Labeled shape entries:
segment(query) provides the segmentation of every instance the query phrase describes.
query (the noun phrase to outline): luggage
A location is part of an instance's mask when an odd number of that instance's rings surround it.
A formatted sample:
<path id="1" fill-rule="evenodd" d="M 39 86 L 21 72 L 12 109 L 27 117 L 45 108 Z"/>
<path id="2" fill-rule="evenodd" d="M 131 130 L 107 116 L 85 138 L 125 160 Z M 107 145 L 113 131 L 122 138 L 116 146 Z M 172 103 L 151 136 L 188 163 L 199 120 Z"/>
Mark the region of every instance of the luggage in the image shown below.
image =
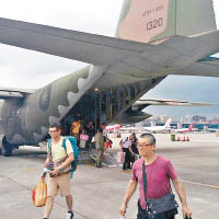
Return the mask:
<path id="1" fill-rule="evenodd" d="M 80 140 L 80 148 L 85 148 L 85 145 L 87 145 L 87 140 L 81 139 Z"/>
<path id="2" fill-rule="evenodd" d="M 73 155 L 74 155 L 74 160 L 71 162 L 71 170 L 70 170 L 71 178 L 72 178 L 73 172 L 77 170 L 77 165 L 78 165 L 78 161 L 79 161 L 79 150 L 78 150 L 78 146 L 77 146 L 77 139 L 72 136 L 65 136 L 64 137 L 62 147 L 65 148 L 65 150 L 66 150 L 66 140 L 67 139 L 71 143 L 71 147 L 73 149 Z M 48 147 L 48 151 L 51 153 L 50 145 L 51 145 L 51 139 L 48 139 L 47 147 Z"/>
<path id="3" fill-rule="evenodd" d="M 117 152 L 117 163 L 123 164 L 125 162 L 126 153 L 123 151 Z"/>
<path id="4" fill-rule="evenodd" d="M 89 140 L 89 136 L 85 134 L 80 135 L 80 140 Z"/>
<path id="5" fill-rule="evenodd" d="M 32 191 L 32 199 L 36 207 L 43 207 L 46 205 L 47 185 L 44 178 L 41 178 L 35 188 Z"/>

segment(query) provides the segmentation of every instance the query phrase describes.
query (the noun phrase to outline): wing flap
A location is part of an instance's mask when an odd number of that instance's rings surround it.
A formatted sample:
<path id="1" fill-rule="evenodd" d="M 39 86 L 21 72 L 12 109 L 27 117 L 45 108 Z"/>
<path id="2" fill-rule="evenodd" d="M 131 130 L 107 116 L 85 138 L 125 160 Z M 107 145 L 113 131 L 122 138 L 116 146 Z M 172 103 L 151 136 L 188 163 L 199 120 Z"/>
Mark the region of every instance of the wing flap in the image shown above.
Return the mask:
<path id="1" fill-rule="evenodd" d="M 0 19 L 0 43 L 93 65 L 111 65 L 122 57 L 153 47 L 153 45 L 8 19 Z"/>
<path id="2" fill-rule="evenodd" d="M 0 99 L 7 100 L 11 97 L 23 99 L 27 94 L 34 93 L 35 90 L 0 88 Z"/>

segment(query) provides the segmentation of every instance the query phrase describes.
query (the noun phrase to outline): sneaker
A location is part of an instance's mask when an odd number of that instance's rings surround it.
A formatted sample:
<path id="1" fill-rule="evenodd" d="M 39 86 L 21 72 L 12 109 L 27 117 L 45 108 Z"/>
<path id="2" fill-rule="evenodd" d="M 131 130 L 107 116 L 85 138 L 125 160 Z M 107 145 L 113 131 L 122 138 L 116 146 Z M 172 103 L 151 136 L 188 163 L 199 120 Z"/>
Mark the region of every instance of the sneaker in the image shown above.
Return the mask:
<path id="1" fill-rule="evenodd" d="M 73 212 L 67 212 L 67 219 L 73 219 Z"/>

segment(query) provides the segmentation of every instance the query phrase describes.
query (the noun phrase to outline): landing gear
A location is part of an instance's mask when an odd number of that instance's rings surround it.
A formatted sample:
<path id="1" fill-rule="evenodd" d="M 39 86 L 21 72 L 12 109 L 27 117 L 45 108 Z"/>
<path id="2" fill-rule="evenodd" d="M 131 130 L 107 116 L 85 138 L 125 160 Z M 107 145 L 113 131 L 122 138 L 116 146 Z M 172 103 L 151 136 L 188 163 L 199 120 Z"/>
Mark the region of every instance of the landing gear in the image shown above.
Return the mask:
<path id="1" fill-rule="evenodd" d="M 3 157 L 12 157 L 12 145 L 7 141 L 5 137 L 2 139 L 1 154 Z"/>

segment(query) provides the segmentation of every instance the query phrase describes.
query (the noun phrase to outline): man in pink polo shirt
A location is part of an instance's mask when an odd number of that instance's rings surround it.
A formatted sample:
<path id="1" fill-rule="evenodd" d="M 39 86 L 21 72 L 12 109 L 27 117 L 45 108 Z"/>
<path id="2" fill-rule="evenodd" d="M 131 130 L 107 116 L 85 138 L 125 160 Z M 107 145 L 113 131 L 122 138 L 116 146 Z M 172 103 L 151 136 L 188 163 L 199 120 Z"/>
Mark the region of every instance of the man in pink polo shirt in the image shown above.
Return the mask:
<path id="1" fill-rule="evenodd" d="M 147 175 L 147 195 L 148 199 L 161 198 L 171 193 L 172 180 L 175 191 L 182 203 L 183 217 L 192 217 L 192 212 L 186 203 L 186 194 L 183 184 L 177 177 L 175 170 L 171 161 L 161 155 L 157 155 L 155 150 L 155 138 L 151 134 L 142 134 L 138 139 L 138 151 L 141 159 L 137 160 L 132 166 L 132 175 L 127 187 L 123 205 L 119 209 L 120 214 L 125 216 L 127 205 L 132 194 L 135 193 L 137 185 L 139 184 L 139 207 L 137 219 L 148 219 L 148 212 L 146 207 L 145 192 L 143 192 L 143 176 L 142 176 L 142 164 L 145 161 L 146 175 Z M 169 216 L 169 214 L 162 214 L 158 216 L 159 219 L 174 219 L 175 216 Z M 157 219 L 157 218 L 155 218 Z"/>

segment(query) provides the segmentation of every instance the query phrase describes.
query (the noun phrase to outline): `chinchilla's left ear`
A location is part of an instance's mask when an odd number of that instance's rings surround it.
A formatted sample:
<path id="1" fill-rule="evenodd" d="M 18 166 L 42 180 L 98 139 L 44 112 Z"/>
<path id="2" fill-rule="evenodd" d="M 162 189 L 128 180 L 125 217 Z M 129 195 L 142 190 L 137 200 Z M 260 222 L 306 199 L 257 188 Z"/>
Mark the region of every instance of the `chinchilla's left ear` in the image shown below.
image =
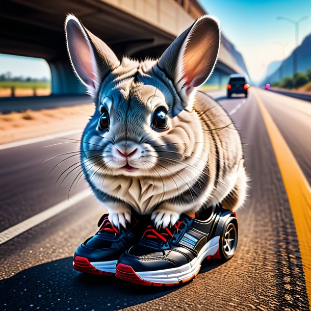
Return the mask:
<path id="1" fill-rule="evenodd" d="M 88 92 L 94 97 L 102 77 L 120 64 L 118 58 L 100 39 L 78 19 L 68 14 L 65 21 L 67 47 L 73 70 Z"/>
<path id="2" fill-rule="evenodd" d="M 159 66 L 185 103 L 195 88 L 203 84 L 213 71 L 220 43 L 218 22 L 205 15 L 179 36 L 160 59 Z"/>

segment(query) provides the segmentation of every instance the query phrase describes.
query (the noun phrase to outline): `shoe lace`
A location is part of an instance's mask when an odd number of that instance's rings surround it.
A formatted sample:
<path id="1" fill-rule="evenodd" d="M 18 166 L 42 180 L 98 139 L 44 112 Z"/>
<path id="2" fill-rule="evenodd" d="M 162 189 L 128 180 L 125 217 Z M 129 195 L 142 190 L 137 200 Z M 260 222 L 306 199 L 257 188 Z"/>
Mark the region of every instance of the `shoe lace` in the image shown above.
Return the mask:
<path id="1" fill-rule="evenodd" d="M 107 231 L 116 234 L 119 234 L 119 230 L 109 221 L 108 215 L 103 218 L 101 224 L 99 226 L 99 231 Z"/>
<path id="2" fill-rule="evenodd" d="M 151 238 L 151 239 L 156 239 L 157 240 L 162 240 L 163 242 L 167 242 L 168 239 L 170 237 L 173 237 L 174 235 L 172 232 L 171 230 L 176 229 L 178 229 L 179 226 L 182 223 L 182 221 L 177 220 L 177 222 L 170 228 L 166 227 L 164 229 L 157 229 L 155 227 L 149 225 L 147 227 L 147 229 L 144 232 L 143 237 L 145 238 Z"/>

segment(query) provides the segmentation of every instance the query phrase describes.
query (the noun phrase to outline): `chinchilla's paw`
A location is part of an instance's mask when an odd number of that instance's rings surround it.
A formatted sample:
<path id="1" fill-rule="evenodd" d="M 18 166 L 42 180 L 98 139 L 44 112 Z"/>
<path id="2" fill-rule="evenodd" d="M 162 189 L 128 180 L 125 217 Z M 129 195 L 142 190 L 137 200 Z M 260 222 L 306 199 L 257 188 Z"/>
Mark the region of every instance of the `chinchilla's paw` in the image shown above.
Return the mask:
<path id="1" fill-rule="evenodd" d="M 126 221 L 128 223 L 131 222 L 131 212 L 110 213 L 108 219 L 113 226 L 119 229 L 120 225 L 126 228 Z"/>
<path id="2" fill-rule="evenodd" d="M 158 209 L 151 214 L 151 220 L 157 228 L 172 226 L 179 218 L 179 214 L 173 211 Z"/>

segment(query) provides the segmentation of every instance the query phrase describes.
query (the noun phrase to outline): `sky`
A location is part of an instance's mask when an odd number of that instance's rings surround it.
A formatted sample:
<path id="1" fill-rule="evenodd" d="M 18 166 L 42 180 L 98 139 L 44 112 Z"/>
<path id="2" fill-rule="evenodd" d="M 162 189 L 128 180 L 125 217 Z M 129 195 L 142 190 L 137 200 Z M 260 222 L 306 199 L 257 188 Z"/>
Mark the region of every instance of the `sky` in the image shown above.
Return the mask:
<path id="1" fill-rule="evenodd" d="M 281 60 L 286 46 L 286 58 L 295 46 L 295 27 L 283 16 L 300 23 L 299 43 L 311 33 L 311 0 L 197 0 L 210 14 L 220 21 L 224 35 L 243 55 L 250 77 L 255 82 L 264 77 L 269 64 Z M 0 73 L 11 71 L 23 75 L 50 79 L 44 60 L 0 54 Z"/>
<path id="2" fill-rule="evenodd" d="M 47 62 L 41 58 L 0 54 L 0 74 L 11 71 L 13 76 L 46 77 L 50 81 L 51 73 Z"/>
<path id="3" fill-rule="evenodd" d="M 282 16 L 298 20 L 299 44 L 311 33 L 311 0 L 198 0 L 210 14 L 220 21 L 225 36 L 243 55 L 252 80 L 264 77 L 269 64 L 281 60 L 295 46 L 295 26 Z"/>

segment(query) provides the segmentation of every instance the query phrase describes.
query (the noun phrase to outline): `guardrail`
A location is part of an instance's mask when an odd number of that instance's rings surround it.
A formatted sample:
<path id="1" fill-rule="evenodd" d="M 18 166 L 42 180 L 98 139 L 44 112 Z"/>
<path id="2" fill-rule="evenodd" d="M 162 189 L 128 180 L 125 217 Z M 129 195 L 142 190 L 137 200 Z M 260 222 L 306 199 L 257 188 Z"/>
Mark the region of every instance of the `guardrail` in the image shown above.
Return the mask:
<path id="1" fill-rule="evenodd" d="M 0 112 L 24 111 L 27 109 L 40 110 L 73 106 L 91 102 L 90 97 L 83 95 L 54 95 L 48 96 L 3 97 L 0 98 Z"/>
<path id="2" fill-rule="evenodd" d="M 275 90 L 273 89 L 270 89 L 269 91 L 274 92 L 275 93 L 277 93 L 282 95 L 285 95 L 286 96 L 291 96 L 291 97 L 295 97 L 295 98 L 298 98 L 299 99 L 302 99 L 303 100 L 311 102 L 311 93 L 303 93 L 301 92 L 295 92 L 294 91 L 283 91 L 283 90 Z"/>

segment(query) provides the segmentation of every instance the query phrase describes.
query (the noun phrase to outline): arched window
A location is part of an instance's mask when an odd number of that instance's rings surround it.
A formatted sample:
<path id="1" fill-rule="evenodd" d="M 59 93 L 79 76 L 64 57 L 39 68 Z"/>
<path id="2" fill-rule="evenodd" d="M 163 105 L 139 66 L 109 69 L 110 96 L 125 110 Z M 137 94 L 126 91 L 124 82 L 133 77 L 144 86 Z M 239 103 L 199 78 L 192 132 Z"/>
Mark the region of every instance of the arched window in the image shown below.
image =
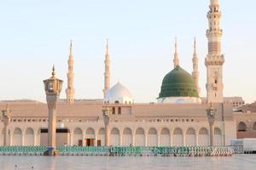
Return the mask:
<path id="1" fill-rule="evenodd" d="M 237 131 L 238 132 L 246 132 L 247 131 L 247 125 L 246 125 L 246 123 L 243 122 L 239 122 Z"/>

Aim of the task: Collect every line of the entries above that contains the string "window", treating uppercase and lowercase letters as distinct.

Completed exercise:
query (the noun phrase to outline): arched window
Mark the region of every instance of the arched window in the image shown below.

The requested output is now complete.